TEXT SECTION:
[Start of Attachment]

Now, the question arises as to how one could be inter-religious. No believer can be in a ‘no man’s land’. It is not expected of anyone, either. For instance, the normal form of human being is either male or female. But both have to rise to a higher level of imbibing the human characteristics present in either of them. To be inter-religious would mean, first and foremost, being rooted in one’s own faith-tradition. But, that is not enough for an adult believer. He or she has to get related to other traditions of faith. He or she has not only to be informed of the basics of the other’s faith, but has to learn and absorb the universal values that are inherent in them. In fact, this is a hard job, but this is, in fact, the test of one’s being religious in one’s own tradition.

The ‘honey bee’ is an amazing creature that shows the ‘inter-religious way’. It gathers floral essence from hundreds of flowers, not only of one category of flowers but of a wide variety of them, as they come on the way. No wonder, the processed honey it holds in its hive defeats all comparison to anything in the world. It stands on its own merit. Young and old as well as sick and healthy find it medicinal at all times, curative or preventive. So is the inter-religious way. Believers have to take inspiration from the honey bee for becoming inter-religious by way of imbibing the great qualities and values God has spread all over the earth.

[End of Attachment]

EXERCISES:
a - Answer these questions from the text on being inter-religious:
(i) What does being inter-religious mean first and foremost?
(ii) What does the honey bee gather from hundreds of flowers?
(iii) Who finds the honey medicinal at all times?
b - Please proceed with the text on being inter-religious, writing on from its last sentence.

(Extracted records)
[Start of Attachment]

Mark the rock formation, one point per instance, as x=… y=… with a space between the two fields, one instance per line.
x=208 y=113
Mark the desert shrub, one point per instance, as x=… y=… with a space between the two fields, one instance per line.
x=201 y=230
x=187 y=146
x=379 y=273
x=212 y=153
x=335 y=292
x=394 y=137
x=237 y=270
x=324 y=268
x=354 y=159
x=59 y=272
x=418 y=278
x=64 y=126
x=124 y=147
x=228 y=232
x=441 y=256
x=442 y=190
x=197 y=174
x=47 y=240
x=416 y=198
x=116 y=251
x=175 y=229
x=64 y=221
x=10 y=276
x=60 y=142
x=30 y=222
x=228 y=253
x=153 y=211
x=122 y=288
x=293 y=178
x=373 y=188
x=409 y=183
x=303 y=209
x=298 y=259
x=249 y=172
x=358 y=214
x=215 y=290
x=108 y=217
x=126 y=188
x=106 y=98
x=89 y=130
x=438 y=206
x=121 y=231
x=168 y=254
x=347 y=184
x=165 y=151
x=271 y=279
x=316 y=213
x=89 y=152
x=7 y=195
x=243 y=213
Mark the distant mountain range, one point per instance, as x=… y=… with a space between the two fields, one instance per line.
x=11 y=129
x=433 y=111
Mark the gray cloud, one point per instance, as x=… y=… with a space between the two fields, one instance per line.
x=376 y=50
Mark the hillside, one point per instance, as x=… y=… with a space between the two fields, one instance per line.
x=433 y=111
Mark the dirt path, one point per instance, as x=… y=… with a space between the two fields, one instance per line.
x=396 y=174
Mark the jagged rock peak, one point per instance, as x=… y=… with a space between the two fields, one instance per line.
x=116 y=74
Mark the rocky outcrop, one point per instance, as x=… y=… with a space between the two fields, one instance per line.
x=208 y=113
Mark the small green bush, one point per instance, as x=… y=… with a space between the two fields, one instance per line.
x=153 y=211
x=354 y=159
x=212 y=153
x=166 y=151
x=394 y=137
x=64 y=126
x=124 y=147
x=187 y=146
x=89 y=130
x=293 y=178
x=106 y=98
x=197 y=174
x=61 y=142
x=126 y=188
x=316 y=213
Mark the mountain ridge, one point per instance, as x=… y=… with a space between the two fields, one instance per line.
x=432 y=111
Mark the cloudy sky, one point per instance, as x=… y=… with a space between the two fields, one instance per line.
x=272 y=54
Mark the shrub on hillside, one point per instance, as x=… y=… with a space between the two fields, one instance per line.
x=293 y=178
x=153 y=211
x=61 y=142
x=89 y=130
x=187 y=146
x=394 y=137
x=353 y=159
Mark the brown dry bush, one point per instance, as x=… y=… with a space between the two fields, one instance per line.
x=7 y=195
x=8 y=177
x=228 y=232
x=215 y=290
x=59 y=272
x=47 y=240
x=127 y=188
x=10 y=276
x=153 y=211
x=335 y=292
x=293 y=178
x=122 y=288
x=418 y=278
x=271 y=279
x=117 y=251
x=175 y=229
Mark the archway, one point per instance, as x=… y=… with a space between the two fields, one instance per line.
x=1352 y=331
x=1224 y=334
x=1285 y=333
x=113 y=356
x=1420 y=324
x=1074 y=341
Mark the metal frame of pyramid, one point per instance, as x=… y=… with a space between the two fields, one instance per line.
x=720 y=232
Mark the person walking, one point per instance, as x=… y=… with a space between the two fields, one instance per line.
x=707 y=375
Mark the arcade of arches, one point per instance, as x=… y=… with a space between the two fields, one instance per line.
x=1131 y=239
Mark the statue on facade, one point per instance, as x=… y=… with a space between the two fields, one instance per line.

[End of Attachment]

WRITTEN ANSWERS:
a -
(i) Being rooted in one's own faith-tradition.
(ii) Floral essence.
(iii) Young and old as well as sick and healthy.

b -
Sri Narayan Guru of Kerala, a great philosopher, poet, saint and revolutionary, strikes the keynote of life, when he says ‘majhab ho koi bhee, insaan bhalaa so bhalaa’ (whatever be your religion, it suffices if you are a good human being). If one is not a good human being, no religious belonging would stand the test of life. One has to make the best of one’s own tradition of faith, in order to culture one’s own self for being ‘humane’. The universal values in other traditions of faith will certainly add colour to becoming a more complete human being. Becoming a good human being is the ultimate objective of having a faith.  

Lord Robert Powell, Lieutenant-General in the British Army, writer and founder of the Scout Movement, made his ‘Last Message’ in these words, ‘leave this world a little better than you found it’. Could we make our family, neighbourhood, our community, our country and our society a little better than we have found it? That is the radical question that is posed to us as believers, of one tradition or the other. Does our faith ‘motivate’ us to work for the other, for lifting the morale of the demoralized? Could we join hands with each other for re-instating the fundamental human dignity of the lost and the least around us?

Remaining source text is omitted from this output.